- INSTRUCTIONS FOR THE TASK:
Upon reaching the line containing "Target: car windshield", output that line and all remaining lines exactly, through the end of the entries, and output nothing before it.

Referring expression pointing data
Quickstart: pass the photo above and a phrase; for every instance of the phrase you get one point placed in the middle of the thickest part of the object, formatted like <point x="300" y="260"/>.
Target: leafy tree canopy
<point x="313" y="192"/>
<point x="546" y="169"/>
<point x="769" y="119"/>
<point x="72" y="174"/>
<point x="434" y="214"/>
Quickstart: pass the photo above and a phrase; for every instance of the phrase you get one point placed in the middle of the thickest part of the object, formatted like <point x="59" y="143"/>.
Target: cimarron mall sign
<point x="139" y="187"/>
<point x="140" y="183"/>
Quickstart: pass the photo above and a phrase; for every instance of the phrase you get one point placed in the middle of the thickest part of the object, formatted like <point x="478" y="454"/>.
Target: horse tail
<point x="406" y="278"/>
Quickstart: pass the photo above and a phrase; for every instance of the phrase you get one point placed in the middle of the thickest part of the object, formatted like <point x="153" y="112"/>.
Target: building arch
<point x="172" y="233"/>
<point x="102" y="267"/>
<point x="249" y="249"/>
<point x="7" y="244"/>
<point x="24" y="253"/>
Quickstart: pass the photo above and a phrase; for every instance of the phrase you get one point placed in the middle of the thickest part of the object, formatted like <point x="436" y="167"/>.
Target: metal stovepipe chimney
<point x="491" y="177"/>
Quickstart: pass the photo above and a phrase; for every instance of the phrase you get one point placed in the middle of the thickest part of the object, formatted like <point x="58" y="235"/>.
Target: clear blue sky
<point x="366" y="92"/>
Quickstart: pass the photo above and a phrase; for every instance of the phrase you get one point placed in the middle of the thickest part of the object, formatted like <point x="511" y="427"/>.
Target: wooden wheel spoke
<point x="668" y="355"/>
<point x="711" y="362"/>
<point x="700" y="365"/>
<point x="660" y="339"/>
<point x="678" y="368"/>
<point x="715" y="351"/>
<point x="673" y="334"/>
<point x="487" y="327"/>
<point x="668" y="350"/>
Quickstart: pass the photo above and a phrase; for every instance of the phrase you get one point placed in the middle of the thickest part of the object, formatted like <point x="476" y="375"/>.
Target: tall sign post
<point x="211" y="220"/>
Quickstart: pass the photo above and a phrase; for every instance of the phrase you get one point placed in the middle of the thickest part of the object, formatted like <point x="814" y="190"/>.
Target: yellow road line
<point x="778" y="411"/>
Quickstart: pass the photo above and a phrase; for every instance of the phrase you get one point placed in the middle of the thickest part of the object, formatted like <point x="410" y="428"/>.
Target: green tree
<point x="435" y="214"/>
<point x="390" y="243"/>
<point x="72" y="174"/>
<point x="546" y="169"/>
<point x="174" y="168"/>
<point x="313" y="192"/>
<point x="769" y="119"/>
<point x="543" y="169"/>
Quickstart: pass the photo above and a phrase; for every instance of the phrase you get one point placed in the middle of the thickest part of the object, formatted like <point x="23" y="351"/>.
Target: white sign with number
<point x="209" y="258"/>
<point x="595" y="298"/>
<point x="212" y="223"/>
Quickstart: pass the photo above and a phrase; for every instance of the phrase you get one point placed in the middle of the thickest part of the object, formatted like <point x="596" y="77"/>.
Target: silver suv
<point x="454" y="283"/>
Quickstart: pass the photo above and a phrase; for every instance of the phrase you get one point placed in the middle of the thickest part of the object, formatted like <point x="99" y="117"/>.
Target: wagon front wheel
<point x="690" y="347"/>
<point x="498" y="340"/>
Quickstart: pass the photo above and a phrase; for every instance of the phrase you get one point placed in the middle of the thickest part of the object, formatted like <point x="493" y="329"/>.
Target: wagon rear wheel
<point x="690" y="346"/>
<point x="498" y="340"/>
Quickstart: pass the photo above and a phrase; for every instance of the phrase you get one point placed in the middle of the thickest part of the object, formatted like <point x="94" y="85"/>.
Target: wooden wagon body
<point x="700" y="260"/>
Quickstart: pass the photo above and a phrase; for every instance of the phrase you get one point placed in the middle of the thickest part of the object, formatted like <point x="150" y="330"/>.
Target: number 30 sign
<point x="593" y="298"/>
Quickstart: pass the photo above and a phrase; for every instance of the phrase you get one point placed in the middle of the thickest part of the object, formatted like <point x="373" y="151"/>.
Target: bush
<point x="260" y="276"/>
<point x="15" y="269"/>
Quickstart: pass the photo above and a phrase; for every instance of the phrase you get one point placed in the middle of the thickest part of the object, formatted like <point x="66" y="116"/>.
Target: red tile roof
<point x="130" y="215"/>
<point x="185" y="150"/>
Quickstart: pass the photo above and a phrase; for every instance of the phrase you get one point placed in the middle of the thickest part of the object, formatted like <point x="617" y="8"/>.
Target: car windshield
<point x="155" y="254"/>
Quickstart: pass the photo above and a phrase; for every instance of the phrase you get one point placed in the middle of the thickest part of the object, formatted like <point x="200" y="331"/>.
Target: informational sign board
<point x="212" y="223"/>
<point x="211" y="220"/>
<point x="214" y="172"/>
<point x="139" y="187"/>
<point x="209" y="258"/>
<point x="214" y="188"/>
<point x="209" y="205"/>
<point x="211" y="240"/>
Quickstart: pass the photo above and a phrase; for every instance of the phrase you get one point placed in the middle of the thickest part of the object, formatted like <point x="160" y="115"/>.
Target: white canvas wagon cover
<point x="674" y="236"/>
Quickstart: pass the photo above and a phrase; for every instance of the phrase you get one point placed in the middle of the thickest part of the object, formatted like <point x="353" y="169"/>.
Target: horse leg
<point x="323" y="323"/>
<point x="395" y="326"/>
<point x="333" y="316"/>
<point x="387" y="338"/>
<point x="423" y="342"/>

- ANSWER TO THIS PROBLEM:
Target: car windshield
<point x="155" y="254"/>
Quickstart: pass the photo above and a phrase; for every instance of the phrase you get one point placed in the middle of the thickest part of the object, formatted like <point x="200" y="331"/>.
Target: informational sign board
<point x="212" y="223"/>
<point x="211" y="220"/>
<point x="214" y="172"/>
<point x="139" y="187"/>
<point x="209" y="258"/>
<point x="214" y="188"/>
<point x="209" y="205"/>
<point x="211" y="240"/>
Quickstart: pass the photo above and a phrase; for every instance of the phrase you get one point placed in the middle of the thickest part of the object, formatted like <point x="160" y="115"/>.
Target: white canvas wagon cover
<point x="674" y="236"/>
Quickstart: pass the photo above and a phrase; for every instance of the phrase you get one point placed in the middle of the thickest part of the object, formatted like <point x="353" y="169"/>.
Target: horse leg
<point x="323" y="323"/>
<point x="395" y="326"/>
<point x="333" y="316"/>
<point x="387" y="338"/>
<point x="423" y="342"/>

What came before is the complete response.